Is Autism Different in a Small Town?
I’ve lived in the Los Angeles area for twenty-eight years now. Over half my life.
I had my child when I was thirty-six.
A year and change later, we were taking him to a regional center for evaluation for autism.
We received services soon after, and off we went.
Again, this is in the Los Angeles area, a huge city that’s quite spread out. I think this area has three or four regional centers to cover it. (In the State of California, Regional Centers provide services to our kids on the autism spectrum. They are available everywhere in the state. However, in less populated areas of the state, there may be only one regional center covering a very large area.)
How would services be different in a small town?
I’ve done a little research on this topic, but (again) I do not have this experience. Yet, I have been able to piece together the challenges of raising a child on the autism spectrum when you don’t live in a big city.
The lack of services in or around small town is glaring.
In some small towns, they don’t exist at all. One case I read about, there is no person trained in ABA therapy within 100 miles.
Why is this? Those folks who make their living providing ABA services, don’t make that much that…It simply is not feasible for them to drive 50 for a 30 minute therapy session.
It simple a matter of the professionals who provide services have to live in more densely populated areas. They usually work for facilities, and that’s where those businesses reside.
This means that getting any kind of early diagnosis for a child is probably very challenging.
I read about a case where parents of a severe child can’t ever go out on a “date night,” because they can’t find a suitably-trained a respite person.
In small towns, smaller class sizes do sometimes happen. But, those other kids may not be familiar with a child on the spectrum. And, that child may “stick out of the crowd” even more.
Aides for that child in a classroom setting may not be available.

**Data under study**
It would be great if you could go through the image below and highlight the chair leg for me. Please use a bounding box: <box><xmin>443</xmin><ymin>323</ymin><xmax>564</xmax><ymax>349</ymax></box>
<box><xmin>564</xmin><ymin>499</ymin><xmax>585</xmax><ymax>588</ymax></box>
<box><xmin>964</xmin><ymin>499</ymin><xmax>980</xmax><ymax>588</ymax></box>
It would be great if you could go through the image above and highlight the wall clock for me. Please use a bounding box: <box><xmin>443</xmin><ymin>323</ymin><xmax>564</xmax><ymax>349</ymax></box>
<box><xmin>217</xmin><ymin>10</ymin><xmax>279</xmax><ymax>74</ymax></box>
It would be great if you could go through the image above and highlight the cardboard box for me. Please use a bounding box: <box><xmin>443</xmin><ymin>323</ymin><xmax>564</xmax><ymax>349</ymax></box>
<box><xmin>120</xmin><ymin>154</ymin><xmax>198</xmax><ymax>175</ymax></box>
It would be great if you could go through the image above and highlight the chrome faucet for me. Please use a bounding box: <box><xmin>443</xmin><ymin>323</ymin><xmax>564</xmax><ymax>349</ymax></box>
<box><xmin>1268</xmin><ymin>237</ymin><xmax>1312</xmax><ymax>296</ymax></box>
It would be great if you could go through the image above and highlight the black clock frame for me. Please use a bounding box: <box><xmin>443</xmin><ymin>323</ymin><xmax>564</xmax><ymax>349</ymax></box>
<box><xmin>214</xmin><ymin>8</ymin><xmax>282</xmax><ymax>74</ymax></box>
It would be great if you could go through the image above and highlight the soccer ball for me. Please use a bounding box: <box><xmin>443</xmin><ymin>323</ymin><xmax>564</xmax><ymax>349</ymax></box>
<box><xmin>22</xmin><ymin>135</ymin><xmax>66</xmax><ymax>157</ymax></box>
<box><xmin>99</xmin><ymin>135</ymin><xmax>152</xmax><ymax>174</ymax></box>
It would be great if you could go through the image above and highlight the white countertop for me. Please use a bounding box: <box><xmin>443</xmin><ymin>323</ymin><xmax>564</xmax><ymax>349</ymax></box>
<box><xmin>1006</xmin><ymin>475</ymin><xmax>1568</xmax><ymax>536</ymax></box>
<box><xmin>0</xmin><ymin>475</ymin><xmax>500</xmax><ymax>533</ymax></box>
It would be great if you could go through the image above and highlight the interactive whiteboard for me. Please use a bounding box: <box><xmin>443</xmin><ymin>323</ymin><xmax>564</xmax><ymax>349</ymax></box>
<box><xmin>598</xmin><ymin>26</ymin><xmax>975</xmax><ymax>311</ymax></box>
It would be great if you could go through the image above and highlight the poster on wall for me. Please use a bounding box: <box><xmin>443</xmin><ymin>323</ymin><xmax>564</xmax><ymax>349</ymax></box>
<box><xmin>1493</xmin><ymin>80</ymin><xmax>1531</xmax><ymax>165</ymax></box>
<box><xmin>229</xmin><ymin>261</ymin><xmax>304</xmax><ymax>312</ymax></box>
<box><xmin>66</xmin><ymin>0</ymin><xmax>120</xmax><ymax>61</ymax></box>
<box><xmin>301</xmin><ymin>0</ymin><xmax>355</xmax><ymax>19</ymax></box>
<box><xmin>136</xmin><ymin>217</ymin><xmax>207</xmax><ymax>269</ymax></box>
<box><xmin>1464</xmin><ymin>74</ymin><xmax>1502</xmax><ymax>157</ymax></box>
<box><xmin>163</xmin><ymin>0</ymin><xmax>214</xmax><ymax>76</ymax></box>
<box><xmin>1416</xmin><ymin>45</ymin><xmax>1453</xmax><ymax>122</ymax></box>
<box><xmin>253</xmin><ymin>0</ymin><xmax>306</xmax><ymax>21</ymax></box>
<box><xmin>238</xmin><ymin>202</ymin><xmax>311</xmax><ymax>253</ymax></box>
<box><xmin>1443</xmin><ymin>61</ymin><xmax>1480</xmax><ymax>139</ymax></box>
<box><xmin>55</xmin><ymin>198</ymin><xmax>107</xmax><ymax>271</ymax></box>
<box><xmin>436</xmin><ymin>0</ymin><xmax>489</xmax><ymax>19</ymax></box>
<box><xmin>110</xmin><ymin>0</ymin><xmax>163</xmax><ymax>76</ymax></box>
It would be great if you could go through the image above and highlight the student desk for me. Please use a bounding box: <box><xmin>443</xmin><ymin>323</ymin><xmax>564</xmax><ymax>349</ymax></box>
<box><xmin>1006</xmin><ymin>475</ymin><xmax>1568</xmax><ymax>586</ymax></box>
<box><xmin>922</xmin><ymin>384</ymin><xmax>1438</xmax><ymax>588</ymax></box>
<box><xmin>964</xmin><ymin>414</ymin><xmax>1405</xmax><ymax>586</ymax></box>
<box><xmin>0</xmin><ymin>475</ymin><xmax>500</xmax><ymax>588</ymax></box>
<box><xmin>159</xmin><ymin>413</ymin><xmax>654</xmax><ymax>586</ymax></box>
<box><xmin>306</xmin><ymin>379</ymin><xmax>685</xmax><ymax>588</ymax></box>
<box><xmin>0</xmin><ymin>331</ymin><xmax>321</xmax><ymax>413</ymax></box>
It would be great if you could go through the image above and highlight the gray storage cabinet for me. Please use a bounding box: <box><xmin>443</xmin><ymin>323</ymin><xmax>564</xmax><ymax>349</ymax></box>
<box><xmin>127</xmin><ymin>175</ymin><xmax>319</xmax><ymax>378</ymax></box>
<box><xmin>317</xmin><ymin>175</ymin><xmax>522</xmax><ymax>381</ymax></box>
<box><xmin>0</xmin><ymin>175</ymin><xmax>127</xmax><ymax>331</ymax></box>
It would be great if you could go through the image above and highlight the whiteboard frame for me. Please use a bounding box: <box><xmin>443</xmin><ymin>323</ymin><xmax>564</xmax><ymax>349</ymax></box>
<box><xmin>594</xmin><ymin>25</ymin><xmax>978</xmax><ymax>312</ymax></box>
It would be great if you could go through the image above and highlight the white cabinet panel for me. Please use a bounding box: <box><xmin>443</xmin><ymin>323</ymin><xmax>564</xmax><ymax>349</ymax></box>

**Study questions**
(1) In the essay on autism in small towns, what did the author read about one case involving ABA therapy?
(2) Carry on the essay on autism in small towns from its final line, keeping the author's first-person voice and short paragraphs.

**Written responses**
(1) There was no person trained in ABA therapy within 100 miles.

(2)
Teachers may not have any training or education in autism. When things happen (a meltdown, for example) they have no idea what to do.
One family I read about decided that two things worked for their four-year-old child. One was a child that only that child used and was her “calming place.” The other thing was using simple commands along with pictures. A photo of the chair and a “sit” and the child will sit down.
From what I’ve learned, it seems like parents and schools have to (more or less) try to remain on the same page even more so. If something works for that child, they have to stick with it.
What did I learn?
Obviously, there are more opportunities for services for a child on the autism spectrum if you live in a city or near one.
It’s most likely a difficult decision for parents, they may love where they live. They may have chosen a small town because that’s where they’re most comfortable.
But, when it comes to their child, they may have to move closer to where the services are located.
I don’t envy parents who are in this situation.
Is Autism Different in a Small Town? I’d say, yes. More challenging, definitely. It appears that in many cases this situation is strife with less ways to help your child and more stress on parents.
What’s the solution? Not sure. I have met parents who moved to our area for their child. But, that answer may not be the answer for everyone.